[Coordinate labeling data]
** Start **

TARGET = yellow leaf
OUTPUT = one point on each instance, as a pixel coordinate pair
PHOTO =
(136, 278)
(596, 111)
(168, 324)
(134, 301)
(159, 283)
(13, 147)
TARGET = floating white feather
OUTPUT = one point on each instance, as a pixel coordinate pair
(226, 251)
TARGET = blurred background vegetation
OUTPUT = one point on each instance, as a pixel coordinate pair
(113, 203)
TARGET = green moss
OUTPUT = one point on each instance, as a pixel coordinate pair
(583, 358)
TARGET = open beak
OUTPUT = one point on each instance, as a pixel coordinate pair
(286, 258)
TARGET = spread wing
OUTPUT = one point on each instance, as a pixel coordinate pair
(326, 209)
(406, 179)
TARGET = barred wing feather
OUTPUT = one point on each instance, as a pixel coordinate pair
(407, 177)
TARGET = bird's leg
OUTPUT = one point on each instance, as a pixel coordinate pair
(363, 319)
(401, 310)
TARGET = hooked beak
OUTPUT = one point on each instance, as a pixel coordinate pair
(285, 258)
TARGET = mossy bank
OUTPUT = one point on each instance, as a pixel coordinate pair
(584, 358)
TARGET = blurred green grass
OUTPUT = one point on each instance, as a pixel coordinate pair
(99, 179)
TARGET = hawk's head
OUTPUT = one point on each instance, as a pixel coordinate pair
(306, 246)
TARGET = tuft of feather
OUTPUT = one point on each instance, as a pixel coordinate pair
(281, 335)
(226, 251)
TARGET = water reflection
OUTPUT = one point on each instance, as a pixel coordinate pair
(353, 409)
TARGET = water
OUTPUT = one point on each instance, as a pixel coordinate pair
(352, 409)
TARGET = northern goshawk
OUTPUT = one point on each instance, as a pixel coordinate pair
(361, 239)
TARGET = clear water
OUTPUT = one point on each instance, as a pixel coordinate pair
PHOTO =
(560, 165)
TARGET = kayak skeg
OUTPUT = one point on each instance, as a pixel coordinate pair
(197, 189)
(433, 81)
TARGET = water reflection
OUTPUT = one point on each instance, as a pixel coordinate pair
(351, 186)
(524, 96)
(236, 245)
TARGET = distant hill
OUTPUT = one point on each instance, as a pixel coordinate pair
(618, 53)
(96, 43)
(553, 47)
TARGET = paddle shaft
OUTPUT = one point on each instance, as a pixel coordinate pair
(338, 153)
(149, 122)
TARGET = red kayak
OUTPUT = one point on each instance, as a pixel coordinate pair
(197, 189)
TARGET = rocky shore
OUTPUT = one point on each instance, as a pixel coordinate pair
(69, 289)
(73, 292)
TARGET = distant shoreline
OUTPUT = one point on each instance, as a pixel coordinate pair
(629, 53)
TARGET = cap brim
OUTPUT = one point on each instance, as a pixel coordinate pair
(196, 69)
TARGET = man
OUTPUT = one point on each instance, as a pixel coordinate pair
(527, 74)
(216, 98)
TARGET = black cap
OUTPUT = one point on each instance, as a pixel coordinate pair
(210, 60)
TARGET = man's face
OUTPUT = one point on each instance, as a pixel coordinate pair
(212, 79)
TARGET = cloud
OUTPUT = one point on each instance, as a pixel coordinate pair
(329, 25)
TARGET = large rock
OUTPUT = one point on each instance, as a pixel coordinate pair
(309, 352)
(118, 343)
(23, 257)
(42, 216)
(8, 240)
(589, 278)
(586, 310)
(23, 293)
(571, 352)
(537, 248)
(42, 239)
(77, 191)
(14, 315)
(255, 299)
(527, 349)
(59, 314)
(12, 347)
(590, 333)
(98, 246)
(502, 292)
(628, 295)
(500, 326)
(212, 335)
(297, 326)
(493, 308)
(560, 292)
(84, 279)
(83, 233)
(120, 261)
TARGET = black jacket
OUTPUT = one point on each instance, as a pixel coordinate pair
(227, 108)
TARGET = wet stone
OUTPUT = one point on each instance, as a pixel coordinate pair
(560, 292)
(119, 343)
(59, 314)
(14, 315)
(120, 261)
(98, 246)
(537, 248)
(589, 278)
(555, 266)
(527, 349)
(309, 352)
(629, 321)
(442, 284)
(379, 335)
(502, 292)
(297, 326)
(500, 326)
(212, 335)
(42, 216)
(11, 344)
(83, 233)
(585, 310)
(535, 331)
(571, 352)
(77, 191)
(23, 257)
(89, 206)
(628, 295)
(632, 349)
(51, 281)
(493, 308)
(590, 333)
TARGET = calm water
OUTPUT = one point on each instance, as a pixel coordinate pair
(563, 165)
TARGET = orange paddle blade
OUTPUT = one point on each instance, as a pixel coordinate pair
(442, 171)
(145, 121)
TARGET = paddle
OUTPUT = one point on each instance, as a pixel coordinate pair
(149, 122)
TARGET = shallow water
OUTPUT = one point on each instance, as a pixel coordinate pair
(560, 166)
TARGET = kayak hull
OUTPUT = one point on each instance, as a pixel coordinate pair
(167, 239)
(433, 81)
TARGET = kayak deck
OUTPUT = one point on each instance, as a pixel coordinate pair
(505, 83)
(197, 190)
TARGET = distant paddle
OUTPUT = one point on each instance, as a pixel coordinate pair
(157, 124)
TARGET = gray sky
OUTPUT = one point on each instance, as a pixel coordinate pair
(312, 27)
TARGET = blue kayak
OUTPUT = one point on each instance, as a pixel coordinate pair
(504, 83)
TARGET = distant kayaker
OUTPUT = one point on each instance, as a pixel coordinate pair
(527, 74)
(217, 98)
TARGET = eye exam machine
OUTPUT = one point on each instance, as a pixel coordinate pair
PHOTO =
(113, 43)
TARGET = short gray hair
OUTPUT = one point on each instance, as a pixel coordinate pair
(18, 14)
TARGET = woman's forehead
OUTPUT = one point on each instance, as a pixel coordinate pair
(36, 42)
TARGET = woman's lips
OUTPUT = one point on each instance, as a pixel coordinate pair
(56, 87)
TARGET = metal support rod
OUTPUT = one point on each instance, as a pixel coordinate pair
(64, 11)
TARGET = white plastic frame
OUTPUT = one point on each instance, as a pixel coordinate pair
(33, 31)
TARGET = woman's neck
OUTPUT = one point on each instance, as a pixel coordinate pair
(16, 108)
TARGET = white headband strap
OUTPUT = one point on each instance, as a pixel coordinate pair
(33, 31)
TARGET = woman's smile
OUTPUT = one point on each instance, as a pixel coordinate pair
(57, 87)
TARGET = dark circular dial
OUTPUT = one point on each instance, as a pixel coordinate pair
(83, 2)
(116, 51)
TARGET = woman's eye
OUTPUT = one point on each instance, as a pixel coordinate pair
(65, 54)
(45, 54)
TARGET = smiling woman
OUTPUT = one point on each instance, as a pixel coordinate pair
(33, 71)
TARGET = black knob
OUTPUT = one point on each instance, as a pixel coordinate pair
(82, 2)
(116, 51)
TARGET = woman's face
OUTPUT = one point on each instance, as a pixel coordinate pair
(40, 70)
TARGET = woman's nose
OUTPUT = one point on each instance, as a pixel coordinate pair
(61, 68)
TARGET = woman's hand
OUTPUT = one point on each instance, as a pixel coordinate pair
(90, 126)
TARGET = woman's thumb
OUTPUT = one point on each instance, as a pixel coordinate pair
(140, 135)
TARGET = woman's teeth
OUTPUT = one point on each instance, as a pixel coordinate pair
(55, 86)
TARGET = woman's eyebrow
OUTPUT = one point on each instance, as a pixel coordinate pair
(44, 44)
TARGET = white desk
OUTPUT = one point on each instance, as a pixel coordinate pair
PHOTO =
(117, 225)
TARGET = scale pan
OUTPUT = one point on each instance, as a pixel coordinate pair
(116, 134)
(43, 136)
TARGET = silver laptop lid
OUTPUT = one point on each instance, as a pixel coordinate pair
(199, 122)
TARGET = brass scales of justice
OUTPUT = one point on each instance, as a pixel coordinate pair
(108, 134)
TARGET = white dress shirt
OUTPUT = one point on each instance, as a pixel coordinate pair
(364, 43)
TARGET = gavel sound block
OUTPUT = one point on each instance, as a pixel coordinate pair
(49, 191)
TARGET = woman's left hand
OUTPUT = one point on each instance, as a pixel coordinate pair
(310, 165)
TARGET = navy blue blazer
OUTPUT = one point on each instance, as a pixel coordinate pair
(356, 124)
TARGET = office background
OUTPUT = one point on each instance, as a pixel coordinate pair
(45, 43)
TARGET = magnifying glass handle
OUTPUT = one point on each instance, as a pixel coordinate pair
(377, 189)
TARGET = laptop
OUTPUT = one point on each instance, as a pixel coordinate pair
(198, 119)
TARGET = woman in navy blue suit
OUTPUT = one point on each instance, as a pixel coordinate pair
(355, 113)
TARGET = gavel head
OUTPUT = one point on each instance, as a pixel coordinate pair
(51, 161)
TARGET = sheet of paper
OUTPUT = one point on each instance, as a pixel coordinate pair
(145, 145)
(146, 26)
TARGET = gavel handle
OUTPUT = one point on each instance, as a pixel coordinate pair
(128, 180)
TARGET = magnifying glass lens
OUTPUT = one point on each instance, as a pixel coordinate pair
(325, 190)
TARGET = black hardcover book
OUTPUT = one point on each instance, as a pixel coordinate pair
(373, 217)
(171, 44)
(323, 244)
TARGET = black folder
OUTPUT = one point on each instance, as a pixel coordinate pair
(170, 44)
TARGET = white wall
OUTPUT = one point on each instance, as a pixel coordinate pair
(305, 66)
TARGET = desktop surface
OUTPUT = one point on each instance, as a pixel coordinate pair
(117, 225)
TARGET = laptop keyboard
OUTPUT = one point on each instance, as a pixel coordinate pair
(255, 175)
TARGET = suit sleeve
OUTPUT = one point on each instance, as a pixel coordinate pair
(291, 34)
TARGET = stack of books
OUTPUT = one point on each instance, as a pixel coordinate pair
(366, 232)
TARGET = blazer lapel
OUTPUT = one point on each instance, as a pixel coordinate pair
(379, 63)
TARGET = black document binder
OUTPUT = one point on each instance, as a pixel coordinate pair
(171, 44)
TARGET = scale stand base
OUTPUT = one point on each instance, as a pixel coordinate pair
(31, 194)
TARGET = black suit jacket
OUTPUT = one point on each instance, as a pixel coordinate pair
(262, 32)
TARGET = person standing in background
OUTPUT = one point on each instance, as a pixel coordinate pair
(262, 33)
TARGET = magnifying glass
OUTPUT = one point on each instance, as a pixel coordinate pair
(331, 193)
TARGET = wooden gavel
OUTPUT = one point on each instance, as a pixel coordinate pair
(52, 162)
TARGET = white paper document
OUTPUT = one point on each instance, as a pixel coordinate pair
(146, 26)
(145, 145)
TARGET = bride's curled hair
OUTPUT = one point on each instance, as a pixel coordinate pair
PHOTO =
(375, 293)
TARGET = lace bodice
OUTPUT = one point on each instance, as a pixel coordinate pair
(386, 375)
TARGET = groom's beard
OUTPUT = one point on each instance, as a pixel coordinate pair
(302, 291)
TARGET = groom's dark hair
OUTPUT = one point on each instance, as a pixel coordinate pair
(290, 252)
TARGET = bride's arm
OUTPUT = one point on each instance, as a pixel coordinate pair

** End **

## Stated problem
Set out exactly the run of lines that begins at the line holding "TARGET = magnifying glass lens" and ends at the last line of the data.

## Complete output
TARGET = magnifying glass lens
OUTPUT = one point on each instance, as a pixel coordinate pair
(325, 190)
TARGET = black hardcover book
OUTPUT = one point on each instance, as a pixel coordinate pair
(373, 217)
(171, 44)
(323, 244)
TARGET = black folder
OUTPUT = one point on each instance, as a pixel coordinate pair
(170, 44)
TARGET = white wall
OUTPUT = one point on each instance, as a pixel coordinate pair
(305, 66)
TARGET = desktop surface
OUTPUT = one point on each instance, as a pixel coordinate pair
(117, 225)
TARGET = laptop keyboard
OUTPUT = one point on each instance, as a pixel coordinate pair
(255, 175)
TARGET = suit sleeve
OUTPUT = one point on each instance, as a pixel coordinate pair
(291, 34)
TARGET = stack of books
OUTPUT = one point on each instance, as a pixel coordinate pair
(366, 232)
TARGET = blazer lapel
OUTPUT = one point on each instance, as a pixel coordinate pair
(379, 63)
TARGET = black document binder
OUTPUT = one point on each instance, as a pixel coordinate pair
(171, 44)
TARGET = scale stand base
OUTPUT = one point on each instance, as a pixel coordinate pair
(31, 194)
TARGET = black suit jacket
OUTPUT = one point on each instance, as a pixel coordinate pair
(262, 32)
TARGET = person standing in background
OUTPUT = one point on each instance, as a pixel coordinate pair
(262, 33)
TARGET = magnifying glass
OUTPUT = one point on each instance, as a pixel coordinate pair
(331, 193)
TARGET = wooden gavel
OUTPUT = one point on each instance, as a pixel coordinate pair
(52, 162)
TARGET = white paper document
OUTPUT = one point on each instance, as a pixel coordinate pair
(146, 26)
(145, 145)
TARGET = bride's curled hair
OUTPUT = one point on each instance, as a pixel coordinate pair
PHOTO =
(375, 293)
TARGET = lace bodice
OUTPUT = one point on each instance, as a pixel coordinate pair
(386, 375)
TARGET = groom's beard
OUTPUT = one point on each instance, as a pixel coordinate pair
(302, 291)
TARGET = groom's dark hair
OUTPUT = one point on each instance, as a pixel coordinate pair
(290, 252)
TARGET = bride's arm
OUTPUT = one point on each instance, as a pixel coordinate pair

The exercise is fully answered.